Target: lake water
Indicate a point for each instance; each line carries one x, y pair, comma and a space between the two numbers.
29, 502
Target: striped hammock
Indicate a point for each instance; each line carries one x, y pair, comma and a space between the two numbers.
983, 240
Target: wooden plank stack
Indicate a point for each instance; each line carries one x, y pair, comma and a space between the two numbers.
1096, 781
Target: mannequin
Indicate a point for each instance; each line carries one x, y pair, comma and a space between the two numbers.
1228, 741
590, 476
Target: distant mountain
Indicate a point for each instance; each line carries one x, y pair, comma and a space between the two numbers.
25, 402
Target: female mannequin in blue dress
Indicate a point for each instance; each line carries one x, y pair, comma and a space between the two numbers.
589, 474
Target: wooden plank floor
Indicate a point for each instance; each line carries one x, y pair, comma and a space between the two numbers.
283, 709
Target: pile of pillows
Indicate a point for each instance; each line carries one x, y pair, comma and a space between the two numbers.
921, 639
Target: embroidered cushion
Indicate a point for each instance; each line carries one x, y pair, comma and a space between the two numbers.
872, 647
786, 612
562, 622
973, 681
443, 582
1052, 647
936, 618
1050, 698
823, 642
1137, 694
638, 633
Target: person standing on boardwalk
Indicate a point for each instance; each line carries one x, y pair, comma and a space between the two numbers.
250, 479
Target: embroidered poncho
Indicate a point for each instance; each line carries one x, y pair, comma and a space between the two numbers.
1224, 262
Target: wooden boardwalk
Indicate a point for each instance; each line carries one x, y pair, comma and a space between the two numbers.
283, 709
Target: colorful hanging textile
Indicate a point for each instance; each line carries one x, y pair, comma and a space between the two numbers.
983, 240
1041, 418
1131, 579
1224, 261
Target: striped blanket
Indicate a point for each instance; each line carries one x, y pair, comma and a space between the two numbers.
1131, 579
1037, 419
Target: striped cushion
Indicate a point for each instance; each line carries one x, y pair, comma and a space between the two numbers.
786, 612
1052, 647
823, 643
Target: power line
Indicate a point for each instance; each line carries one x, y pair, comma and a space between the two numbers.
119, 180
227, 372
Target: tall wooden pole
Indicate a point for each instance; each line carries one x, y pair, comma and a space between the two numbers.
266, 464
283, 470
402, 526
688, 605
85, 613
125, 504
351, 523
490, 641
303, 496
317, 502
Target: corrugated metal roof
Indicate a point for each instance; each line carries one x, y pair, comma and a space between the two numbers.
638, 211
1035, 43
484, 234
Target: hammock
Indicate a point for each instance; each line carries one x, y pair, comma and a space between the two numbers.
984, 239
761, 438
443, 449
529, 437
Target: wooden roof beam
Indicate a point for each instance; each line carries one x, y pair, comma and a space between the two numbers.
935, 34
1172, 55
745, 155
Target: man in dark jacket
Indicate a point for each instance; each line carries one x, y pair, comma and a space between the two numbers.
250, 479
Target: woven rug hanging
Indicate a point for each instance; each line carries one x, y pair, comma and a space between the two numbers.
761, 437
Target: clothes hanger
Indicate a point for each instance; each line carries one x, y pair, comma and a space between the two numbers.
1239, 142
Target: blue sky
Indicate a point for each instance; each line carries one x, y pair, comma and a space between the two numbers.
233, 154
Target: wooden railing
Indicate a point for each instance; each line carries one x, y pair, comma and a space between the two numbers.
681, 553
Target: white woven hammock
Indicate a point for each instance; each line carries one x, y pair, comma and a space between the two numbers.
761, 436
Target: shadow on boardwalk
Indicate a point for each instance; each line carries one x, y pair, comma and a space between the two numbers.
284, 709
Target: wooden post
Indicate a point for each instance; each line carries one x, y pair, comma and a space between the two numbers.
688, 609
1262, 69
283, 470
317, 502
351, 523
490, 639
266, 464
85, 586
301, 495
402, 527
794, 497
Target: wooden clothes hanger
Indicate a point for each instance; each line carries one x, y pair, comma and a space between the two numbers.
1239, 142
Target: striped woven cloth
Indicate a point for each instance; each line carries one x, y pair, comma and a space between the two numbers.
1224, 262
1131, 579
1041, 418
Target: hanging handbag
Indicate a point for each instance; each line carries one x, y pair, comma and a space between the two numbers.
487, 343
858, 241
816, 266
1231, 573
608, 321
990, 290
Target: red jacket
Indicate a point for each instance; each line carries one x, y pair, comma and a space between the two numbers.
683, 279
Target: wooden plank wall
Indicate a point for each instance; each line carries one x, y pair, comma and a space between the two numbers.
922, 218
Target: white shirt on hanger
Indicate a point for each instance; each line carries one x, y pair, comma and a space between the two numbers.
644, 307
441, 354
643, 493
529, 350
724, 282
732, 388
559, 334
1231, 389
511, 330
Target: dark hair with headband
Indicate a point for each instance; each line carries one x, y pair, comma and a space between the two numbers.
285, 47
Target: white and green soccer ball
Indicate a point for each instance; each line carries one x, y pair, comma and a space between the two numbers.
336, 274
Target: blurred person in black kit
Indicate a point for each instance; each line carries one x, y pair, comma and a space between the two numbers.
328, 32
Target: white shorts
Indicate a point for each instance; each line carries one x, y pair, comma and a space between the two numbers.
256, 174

___

> [TASK STATEMENT]:
Copy every line of the data above word for word, with no changes.

> [RESPONSE]:
Target: lake water
Indicate a point for each instance; each line carries one x, y pair, comma and a space between the two numbers.
29, 502
Target: striped hammock
Indicate a point for each instance; each line carries one x, y pair, comma and a space between the two numbers.
983, 240
Target: wooden plank stack
Indicate a point for each instance; each line carries one x, y pair, comma and a space between the two numbers.
1096, 781
Target: mannequin
Indicate a point for each instance; each line carries one x, y pair, comma and a space between the two numbers.
1228, 741
590, 476
Target: distant mountain
Indicate a point for each instance; each line carries one x, y pair, comma and a space between the two numbers.
25, 402
Target: female mannequin in blue dress
Indicate a point for each instance; each line carries one x, y pair, comma and a space between the two numbers.
589, 474
Target: wooden plank floor
Indicate a point for each instance; each line carries one x, y pair, comma and a space between the two numbers.
283, 709
Target: pile of pillows
Indicate a point for each instance; each line carries one x, y pair, comma and a space between the two numbers.
921, 639
Target: embroidered cushion
Indicate a point for each instance; each line carries one x, y pair, comma and a space between the two numbers.
872, 647
786, 612
562, 622
973, 681
443, 582
1052, 647
936, 618
1050, 698
823, 642
1137, 694
638, 633
Target: person standing on boardwalk
Indicate a point for each instance; each line carries one x, y pair, comma and a space between the two numbers.
250, 479
Target: embroidered poncho
Indicate a point for each instance; each line carries one x, y pair, comma and a space between the two numbers.
1224, 262
Target: wooden boardwalk
Indicate a point for each instance; each line carries one x, y pair, comma and a space between the two numbers.
283, 709
Target: colorful hanging textile
Indicate a point for each instance; each line carries one x, y pair, comma and a space between the two numbers.
983, 240
1041, 418
1131, 579
1224, 261
Target: striped blanket
Indicate a point for each instance; each line carries one x, y pair, comma and a space between the two numbers.
1131, 579
1037, 419
Target: striped cushion
Indicate a point for each instance; each line carries one x, y pair, comma and a space between the two numbers.
786, 612
1052, 647
823, 643
Target: power line
Indicate a point for each instance; each line carries one x, y pair, comma and a space between the two numbers.
119, 180
227, 372
Target: tall wooden pole
Indicate a point for each instance; each line carries one x, y pair, comma and a space between the two numbers.
266, 464
283, 470
402, 526
688, 605
85, 613
125, 504
351, 523
490, 641
303, 496
317, 502
Target: corrugated metal roof
Indicate a point for each instance; each line carries one x, y pair, comma and a space between the two numbers.
638, 211
1035, 43
484, 234
Target: hammock
Indicate a point for each instance; each line carries one x, y pair, comma and a space between the two numbers.
984, 239
761, 438
443, 449
529, 437
Target: wooden roof beam
Indicate a point for each instance; each line carries one x, y pair, comma and a space between the two numbers.
935, 34
1172, 55
745, 155
Target: man in dark jacket
Indicate a point for each instance; each line carries one x, y pair, comma and a space between the two numbers.
250, 479
Target: woven rug hanging
Indicate a point for each instance; each line carries one x, y pair, comma and a space between the two numbers.
761, 437
Target: clothes hanger
Indicate a point for each instance; each line carries one x, y pair, comma and a space between the two numbers.
1239, 142
Target: blue sky
Indicate a point for each instance; each line carries one x, y pair, comma and a space between the two numbers.
233, 154
Target: wooden railing
Indicate a point for each instance; each line carries one x, y pair, comma and a space between the two numbers.
681, 553
Target: white woven hammock
Indicate a point for each instance; each line carries one x, y pair, comma and a space between the two numbers.
761, 436
Target: shadow on boardwalk
Indicate a point for each instance; each line carries one x, y pair, comma and a space between the two numbers.
284, 709
Target: wooden post
Indicate a point for each instance; each line carries one x, y pair, comma and a space between the two numbers.
688, 609
1262, 69
283, 470
317, 502
351, 523
490, 639
266, 464
85, 586
301, 495
402, 527
794, 497
Target: wooden clothes hanger
Indicate a point for each instance; each line carries one x, y pair, comma and a space between the two numbers.
1239, 142
Target: striped woven cloth
Indicate a point for each instance; each line carries one x, y pair, comma and a space between the two numbers.
1224, 262
1131, 579
1041, 418
Target: hanging handbag
Indicate a point for each instance; each line carries one x, y pair, comma and a space between the two numbers.
487, 343
858, 241
816, 266
1231, 573
608, 321
990, 290
Target: red jacket
Indicate a point for each instance; each line carries one x, y pair, comma and a space between the two numbers.
683, 279
Target: wooden plank wall
Indicate a point for each instance; each line carries one x, y pair, comma and a space between the two numbers.
922, 218
Target: white shirt on hanger
Indicate a point for each instance; each line carries one x, y pair, comma and a space between the two numbers.
644, 307
441, 354
643, 493
529, 350
724, 282
732, 388
559, 334
1231, 389
511, 330
Target: dark hair with headband
Indicate a point for each instance; each line carries one x, y pair, comma and a space between the two numbers.
285, 47
Target: white and green soccer ball
Indicate a point for each instance; each line carries one x, y pair, comma and a space between the two numbers.
336, 274
Target: blurred person in black kit
Indicate a point for each instance; each line carries one x, y pair, comma and a space between the two numbers.
328, 32
Target: white shorts
Indicate a point for each instance; each line carries one x, y pair, comma and a space between the two numbers.
256, 174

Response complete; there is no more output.